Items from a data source

:::::

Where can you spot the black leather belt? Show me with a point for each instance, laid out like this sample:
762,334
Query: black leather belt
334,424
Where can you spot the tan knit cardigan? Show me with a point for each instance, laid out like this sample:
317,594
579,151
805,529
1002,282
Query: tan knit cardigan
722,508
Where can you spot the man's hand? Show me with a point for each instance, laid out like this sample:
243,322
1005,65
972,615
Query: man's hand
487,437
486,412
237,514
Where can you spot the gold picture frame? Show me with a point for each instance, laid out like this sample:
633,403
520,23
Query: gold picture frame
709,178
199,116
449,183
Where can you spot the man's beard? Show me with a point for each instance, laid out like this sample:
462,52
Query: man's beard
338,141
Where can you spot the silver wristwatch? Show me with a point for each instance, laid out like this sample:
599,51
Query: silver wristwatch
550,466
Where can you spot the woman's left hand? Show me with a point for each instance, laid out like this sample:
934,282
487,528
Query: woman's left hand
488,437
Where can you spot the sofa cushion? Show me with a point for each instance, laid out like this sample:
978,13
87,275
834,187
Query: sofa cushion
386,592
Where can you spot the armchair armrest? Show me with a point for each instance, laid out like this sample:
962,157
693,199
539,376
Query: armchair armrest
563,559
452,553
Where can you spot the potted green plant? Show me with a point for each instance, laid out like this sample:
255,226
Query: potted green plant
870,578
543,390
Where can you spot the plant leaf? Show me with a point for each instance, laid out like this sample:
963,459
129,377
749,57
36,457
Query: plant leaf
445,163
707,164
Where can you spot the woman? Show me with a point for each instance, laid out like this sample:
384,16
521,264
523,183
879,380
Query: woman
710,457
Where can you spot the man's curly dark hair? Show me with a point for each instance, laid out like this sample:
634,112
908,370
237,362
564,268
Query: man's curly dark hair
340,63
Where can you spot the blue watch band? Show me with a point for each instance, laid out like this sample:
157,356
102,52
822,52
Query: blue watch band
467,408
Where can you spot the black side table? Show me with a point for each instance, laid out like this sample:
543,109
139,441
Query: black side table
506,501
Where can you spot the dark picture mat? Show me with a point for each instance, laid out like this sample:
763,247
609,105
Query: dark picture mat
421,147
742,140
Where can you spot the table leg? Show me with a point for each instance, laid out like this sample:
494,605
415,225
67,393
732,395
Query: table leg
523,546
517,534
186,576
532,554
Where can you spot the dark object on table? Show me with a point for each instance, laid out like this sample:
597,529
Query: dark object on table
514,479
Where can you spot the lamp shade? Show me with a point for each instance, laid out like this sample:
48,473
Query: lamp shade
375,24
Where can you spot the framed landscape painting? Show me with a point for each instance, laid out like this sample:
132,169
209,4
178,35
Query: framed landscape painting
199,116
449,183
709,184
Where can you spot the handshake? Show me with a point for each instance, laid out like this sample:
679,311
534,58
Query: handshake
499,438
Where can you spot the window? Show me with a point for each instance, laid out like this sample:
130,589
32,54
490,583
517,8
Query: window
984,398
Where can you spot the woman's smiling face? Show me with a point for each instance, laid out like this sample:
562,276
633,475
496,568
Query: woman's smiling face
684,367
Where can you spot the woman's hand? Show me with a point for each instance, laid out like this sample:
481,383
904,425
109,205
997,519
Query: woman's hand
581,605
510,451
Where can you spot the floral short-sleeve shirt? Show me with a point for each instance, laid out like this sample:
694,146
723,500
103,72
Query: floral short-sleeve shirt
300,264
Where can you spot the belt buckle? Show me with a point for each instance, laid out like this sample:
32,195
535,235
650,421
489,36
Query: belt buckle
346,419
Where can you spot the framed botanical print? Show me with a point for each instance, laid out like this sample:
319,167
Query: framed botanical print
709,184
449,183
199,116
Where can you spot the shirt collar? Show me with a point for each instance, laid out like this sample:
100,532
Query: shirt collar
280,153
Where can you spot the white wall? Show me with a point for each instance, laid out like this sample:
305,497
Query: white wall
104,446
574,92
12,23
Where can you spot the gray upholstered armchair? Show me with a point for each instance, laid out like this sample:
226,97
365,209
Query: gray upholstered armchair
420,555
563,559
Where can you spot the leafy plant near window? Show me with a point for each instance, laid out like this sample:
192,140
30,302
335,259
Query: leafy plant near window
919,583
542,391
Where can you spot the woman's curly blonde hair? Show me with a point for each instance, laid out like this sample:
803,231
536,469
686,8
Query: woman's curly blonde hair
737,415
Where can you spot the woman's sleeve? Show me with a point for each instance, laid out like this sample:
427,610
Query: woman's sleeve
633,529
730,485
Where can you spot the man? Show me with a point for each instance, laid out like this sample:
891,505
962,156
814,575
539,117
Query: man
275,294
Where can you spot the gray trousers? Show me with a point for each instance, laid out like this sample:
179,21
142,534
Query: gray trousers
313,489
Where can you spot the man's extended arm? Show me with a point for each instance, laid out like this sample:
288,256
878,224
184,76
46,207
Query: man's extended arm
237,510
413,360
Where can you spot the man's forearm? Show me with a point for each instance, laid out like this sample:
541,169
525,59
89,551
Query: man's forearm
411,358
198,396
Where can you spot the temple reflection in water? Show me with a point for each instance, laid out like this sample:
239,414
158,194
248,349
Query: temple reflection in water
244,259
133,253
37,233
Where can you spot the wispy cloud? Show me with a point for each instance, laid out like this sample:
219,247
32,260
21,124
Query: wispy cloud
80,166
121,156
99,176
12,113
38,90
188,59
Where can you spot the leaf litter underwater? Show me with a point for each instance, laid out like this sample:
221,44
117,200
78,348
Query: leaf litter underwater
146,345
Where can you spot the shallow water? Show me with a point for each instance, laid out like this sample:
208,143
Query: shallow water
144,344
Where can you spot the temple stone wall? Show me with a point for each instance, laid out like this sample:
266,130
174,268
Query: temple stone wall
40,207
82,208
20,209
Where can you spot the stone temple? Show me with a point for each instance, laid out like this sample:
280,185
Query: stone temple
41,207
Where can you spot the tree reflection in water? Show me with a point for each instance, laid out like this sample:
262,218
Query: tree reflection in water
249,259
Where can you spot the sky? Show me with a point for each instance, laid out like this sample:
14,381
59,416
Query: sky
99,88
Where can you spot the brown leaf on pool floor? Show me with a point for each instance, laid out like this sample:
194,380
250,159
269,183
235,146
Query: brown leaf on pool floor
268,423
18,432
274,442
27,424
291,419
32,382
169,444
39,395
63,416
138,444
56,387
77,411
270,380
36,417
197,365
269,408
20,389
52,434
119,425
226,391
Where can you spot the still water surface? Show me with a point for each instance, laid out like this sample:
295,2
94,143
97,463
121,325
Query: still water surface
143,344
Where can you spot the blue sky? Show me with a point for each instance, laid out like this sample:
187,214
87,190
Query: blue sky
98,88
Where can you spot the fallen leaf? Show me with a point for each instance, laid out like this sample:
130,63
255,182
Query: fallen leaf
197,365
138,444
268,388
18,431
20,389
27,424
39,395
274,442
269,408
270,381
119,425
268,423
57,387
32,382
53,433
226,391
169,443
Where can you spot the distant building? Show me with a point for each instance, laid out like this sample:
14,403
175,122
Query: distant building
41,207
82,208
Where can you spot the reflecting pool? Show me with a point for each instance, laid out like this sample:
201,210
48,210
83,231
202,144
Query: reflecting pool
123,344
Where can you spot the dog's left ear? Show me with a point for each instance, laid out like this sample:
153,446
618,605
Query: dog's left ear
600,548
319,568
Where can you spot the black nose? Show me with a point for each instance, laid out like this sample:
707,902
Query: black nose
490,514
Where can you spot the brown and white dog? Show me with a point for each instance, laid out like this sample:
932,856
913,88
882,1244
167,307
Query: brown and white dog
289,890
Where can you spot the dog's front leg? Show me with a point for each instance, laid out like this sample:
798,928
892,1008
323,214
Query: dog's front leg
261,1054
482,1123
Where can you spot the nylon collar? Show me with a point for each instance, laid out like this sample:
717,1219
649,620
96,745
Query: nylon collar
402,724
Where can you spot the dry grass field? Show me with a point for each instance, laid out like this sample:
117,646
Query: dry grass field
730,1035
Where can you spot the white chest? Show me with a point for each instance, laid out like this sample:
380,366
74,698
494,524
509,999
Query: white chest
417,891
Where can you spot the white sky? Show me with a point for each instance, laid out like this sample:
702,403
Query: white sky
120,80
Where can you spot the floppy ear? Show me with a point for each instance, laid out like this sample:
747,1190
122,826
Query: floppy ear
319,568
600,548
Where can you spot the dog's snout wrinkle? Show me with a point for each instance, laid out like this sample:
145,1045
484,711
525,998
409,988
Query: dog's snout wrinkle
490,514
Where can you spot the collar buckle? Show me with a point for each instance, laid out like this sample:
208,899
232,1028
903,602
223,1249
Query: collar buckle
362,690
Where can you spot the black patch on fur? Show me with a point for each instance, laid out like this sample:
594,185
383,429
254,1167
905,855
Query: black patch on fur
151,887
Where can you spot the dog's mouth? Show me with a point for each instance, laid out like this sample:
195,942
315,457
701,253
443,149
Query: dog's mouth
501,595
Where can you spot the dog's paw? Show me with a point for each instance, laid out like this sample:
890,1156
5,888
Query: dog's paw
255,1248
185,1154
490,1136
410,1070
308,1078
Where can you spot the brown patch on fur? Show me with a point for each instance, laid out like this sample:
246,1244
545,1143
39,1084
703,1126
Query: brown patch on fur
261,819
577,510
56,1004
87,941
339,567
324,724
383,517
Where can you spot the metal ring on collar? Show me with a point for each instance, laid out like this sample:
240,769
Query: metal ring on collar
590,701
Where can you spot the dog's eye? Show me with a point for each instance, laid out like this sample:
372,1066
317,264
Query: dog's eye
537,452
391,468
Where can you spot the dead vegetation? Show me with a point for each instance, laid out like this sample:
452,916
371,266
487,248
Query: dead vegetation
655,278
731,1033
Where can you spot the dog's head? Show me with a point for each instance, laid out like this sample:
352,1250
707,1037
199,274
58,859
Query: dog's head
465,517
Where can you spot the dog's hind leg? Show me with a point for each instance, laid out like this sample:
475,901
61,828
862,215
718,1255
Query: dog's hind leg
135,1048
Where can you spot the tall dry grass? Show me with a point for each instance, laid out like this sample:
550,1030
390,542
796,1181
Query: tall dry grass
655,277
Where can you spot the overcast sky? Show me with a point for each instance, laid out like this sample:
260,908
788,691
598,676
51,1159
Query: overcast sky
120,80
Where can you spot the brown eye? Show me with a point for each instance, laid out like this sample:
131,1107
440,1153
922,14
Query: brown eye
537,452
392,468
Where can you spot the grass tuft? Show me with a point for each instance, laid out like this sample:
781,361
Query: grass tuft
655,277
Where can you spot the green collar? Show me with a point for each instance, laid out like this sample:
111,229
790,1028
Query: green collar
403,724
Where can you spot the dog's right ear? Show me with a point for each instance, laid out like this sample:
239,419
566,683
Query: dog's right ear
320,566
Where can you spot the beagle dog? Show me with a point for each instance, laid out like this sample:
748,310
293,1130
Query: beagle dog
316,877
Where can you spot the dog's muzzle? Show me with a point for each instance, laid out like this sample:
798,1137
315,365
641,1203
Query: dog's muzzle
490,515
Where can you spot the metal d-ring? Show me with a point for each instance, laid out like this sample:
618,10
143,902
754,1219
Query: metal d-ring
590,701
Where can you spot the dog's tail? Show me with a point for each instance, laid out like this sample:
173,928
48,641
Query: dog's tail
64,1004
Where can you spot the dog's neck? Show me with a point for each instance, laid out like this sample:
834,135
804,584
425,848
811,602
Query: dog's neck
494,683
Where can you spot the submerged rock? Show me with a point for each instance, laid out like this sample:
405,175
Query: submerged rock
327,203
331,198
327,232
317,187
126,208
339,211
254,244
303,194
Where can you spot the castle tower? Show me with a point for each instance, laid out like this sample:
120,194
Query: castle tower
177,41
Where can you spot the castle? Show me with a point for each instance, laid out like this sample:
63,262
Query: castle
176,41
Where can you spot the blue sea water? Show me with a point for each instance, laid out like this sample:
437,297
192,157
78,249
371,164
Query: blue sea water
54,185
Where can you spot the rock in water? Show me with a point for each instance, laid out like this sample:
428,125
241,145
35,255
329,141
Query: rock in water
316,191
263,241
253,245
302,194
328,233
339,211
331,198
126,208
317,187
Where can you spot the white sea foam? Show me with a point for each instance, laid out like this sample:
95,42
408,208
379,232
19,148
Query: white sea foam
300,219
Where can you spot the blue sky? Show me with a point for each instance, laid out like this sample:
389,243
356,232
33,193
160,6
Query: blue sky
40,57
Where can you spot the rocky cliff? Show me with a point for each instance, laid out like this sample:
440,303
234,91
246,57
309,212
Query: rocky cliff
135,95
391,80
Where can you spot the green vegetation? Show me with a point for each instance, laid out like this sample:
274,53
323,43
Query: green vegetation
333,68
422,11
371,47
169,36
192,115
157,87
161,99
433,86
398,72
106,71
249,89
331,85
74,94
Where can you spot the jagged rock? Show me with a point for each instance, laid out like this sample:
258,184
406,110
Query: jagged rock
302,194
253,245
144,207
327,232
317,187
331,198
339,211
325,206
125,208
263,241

:::::

* [Given task]:
Extract exactly the lines between the line containing "Where can you spot the dog's neck?" and the end of the data, including both.

* [Task answer]:
Where can you spot the dog's neck? Show me with a point for each instance, laid out like this sample:
834,135
804,584
425,848
811,602
Query: dog's neck
494,683
Where can you spot the submerged rock? Show me with a point for each instance, laid out like this sample:
405,175
Query: submerged rock
327,203
331,198
327,232
317,187
126,208
339,211
254,244
303,194
Where can you spot the castle tower? Show me with a point for each instance, laid out like this sample:
120,194
Query: castle tower
177,41
Where can you spot the castle? Show me with a point for each instance, laid out like this sample:
63,262
Query: castle
176,41
Where can you spot the blue sea water? Show me with a point for each instance, laid out like this sample:
437,297
192,157
78,249
371,164
Query: blue sea water
54,185
Where can you spot the rock in water? Show me with a point for each instance, laid out like this sample:
428,125
241,145
35,255
329,141
Query: rock in water
316,191
263,241
253,245
302,194
328,233
339,211
331,198
126,208
317,187
Where can you spot the white sea foam? Show me with a point for each instance, laid out like this sample:
95,42
408,208
379,232
19,148
Query: white sea foam
300,219
Where can you spot the blue sky? Show me with a point for each instance, laid out like this sample:
389,243
356,232
33,193
160,6
Query: blue sky
40,57
Where can you spot the rocky cliff? Show me with a point for each instance, laid out like this sample:
440,303
234,91
246,57
309,212
Query: rocky cliff
135,95
391,80
Where can you spot the green vegetation? Show me with a point for each instance, laid out like this sample:
274,53
323,43
Query: green vegetation
333,68
422,11
371,47
169,36
192,115
157,87
161,99
433,86
398,72
106,71
249,89
331,85
74,94
Where can you spot the jagged rock? Show me with a point for each instance, laid out like this sample:
258,184
406,110
Query: jagged rock
302,194
253,245
144,207
327,232
317,187
331,198
339,211
325,206
125,208
263,241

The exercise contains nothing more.